DIRECTIONS
Can you repeat the passage on service SIDs, starting at "The usefulness of" and ending at "clearly unmanageable approach.", but change "fine-grained" to "granular"?

SELECTED PASSAGE

• • •

Windows now combines these two approaches into a much more manageable solution: it allows services to run in a nonprivileged account but still have access to specific privileged resources without lowering the security of those objects. In a manner similar to the second pre–Windows Vista solution, the ACLs on an object can now set permissions directly for a service, but not by requiring a dedicated account. Instead, the SCM generates a service SID to represent a service, and this SID can be used to set permissions on resources such as registry keys and files. Service SIDs are implemented in the group SIDs part of the token for any process hosting a service. They are generated by the SCM during system startup for each service that has requested one via the ChangeServiceConfig2 API. In the case of service-hosting processes (a process that contains more than one service), the process’ token will contain the service SIDs of all services that are part of the service group associated with the process, including services that are not started because there is no way to add new SIDs after a token has been created.
The usefulness of having a SID for each service extends beyond the mere ability to add ACL entries and permissions for various objects on the system as a way to have fine-grained control over their access. Our discussion initially covered the case in which certain objects on the system, accessible by a given account, must be protected from a service running within that same account. As we’ve described to this point, service SIDs prevent that problem only by requiring that Deny entries associated with the service SID be placed on every object that needs to be secured, a clearly unmanageable approach.
To avoid requiring Deny access control entries (ACEs) as a way to prevent services from having access to resources that the user account in which they run does have access, there are two types of service SIDs: the restricted service SID (SERVICE_SID_TYPE_RESTRICTED) and the unrestricted service SID (SERVICE_SID_TYPE_UNRESTRICTED), the latter being the default and the case we’ve looked at until now.

• • •

DATA ROWS
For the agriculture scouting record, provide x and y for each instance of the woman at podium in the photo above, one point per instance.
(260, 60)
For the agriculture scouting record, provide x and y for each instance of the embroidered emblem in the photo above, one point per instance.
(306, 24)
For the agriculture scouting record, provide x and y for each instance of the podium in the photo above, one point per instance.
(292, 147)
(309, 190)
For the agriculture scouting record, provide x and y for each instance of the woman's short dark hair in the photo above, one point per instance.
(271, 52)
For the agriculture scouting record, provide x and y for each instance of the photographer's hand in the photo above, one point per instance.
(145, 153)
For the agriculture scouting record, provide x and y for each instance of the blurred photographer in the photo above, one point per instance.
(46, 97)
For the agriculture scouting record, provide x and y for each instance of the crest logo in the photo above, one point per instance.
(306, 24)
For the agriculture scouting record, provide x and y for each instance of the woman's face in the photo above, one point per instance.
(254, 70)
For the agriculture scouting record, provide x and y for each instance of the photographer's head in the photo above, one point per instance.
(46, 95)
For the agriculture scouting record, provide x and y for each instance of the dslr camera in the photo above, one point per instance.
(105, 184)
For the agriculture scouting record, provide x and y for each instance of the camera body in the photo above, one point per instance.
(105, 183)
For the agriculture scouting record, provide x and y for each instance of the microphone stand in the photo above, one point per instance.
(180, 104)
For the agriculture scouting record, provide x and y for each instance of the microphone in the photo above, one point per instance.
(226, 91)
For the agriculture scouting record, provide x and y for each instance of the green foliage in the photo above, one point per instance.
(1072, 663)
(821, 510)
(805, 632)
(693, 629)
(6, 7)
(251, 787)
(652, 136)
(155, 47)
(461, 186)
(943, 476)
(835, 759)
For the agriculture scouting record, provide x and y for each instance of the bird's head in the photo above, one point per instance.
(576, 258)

• • •

WRITTEN ANSWER
The usefulness of having a SID for each service extends beyond the mere ability to add ACL entries and permissions for various objects on the system as a way to have granular control over their access. Our discussion initially covered the case in which certain objects on the system, accessible by a given account, must be protected from a service running within that same account. As we’ve described to this point, service SIDs prevent that problem only by requiring that Deny entries associated with the service SID be placed on every object that needs to be secured, a clearly unmanageable approach.